Texto de referência:
Em matéria de segurança pública, Castro se resume a discursos vazios e tibieza nas decisões. Do ponto de vista prático, praticamente manteve a estrutura de seu antecessor, Wilson Witzel. 

Em outras palavras, manteve-se a lógica do "atirar na cabecinha", sem que essa política de morte reduzisse a criminalidade e trouxesse maior sensação de segurança para a população, principalmente para os mais empobrecidos. Tampouco foi modificado o perfil racial, etário e social das vítimas.

Em relação à segurança pública, as imagens estarrecedoras de hoje são reveladoras da incapacidade do governo estadual neste campo. O governador sequer conseguiu emplacar seu escolhido para a chefia da Polícia Civil. Com apenas três semanas no cargo, foi obrigado a subsituir seu escolhido por exigência de deputados estaduais de sua base política. 

Além disso, as lideranças políticas do grupo de Castro historicamente sempre foram, no mínimo, simpáticas às milícias. Estas penetraram nas estruturas do poder público, inclusive no judiciário. Agentes estatais de segurança integram grupos milicianos.  

Os territórios por eles controlados hoje constituem bases eleitorais fundamentais para a eleição de seus líderes ou de seus testas-de-ferro. E todos nós sabemos para que tipo de político essa montanha de votos foi recentemente. 

No terreno da política, tais criminosos acabam indiretamente (será?) aliados a religiosos fundamentalistas, sejam eles coronéis da fe do campo evangélico ou catolibãs. Ambos (religiosos conservadores e milicianos) acabam elegendo os mesmos representantes ideológicos: "cidadãos de bem", "cristãos" e "defensores da família". Seriam indiretamente cúmplices do transtornos causados na vida de tantas famílias cariocas a quem dizem defender?

Excertos da listagem:

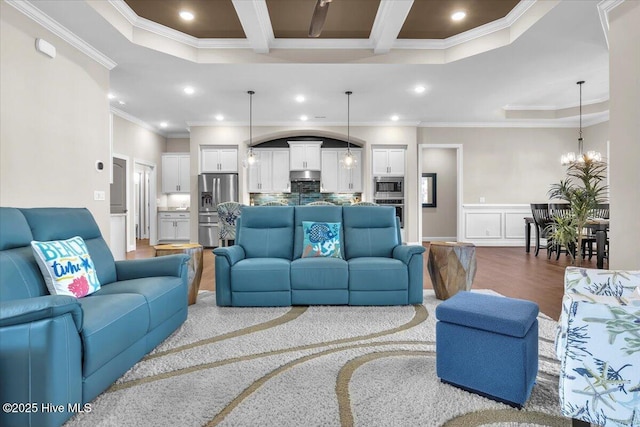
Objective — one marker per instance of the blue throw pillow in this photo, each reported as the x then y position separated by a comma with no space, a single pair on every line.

--

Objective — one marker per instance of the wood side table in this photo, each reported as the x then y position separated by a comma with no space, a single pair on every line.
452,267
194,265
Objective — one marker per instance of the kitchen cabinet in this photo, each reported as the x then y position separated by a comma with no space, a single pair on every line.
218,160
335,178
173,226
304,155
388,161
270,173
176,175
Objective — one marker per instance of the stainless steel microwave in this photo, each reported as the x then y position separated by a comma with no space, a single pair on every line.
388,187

* * *

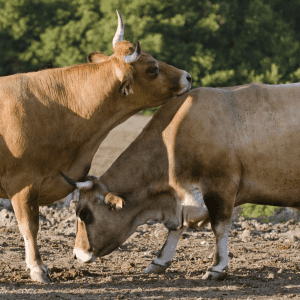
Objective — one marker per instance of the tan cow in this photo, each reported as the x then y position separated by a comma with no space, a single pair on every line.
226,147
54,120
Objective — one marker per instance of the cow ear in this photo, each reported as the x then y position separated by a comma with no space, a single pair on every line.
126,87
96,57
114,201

Trabalho solicitado:
No texto sobre segurança pública, por exigência de quem o governador foi obrigado a substituir seu escolhido para a chefia da Polícia Civil? A listagem é um material à parte, sem relação com o texto de referência.

Resposta da atividade:
Por exigência de deputados estaduais de sua base política.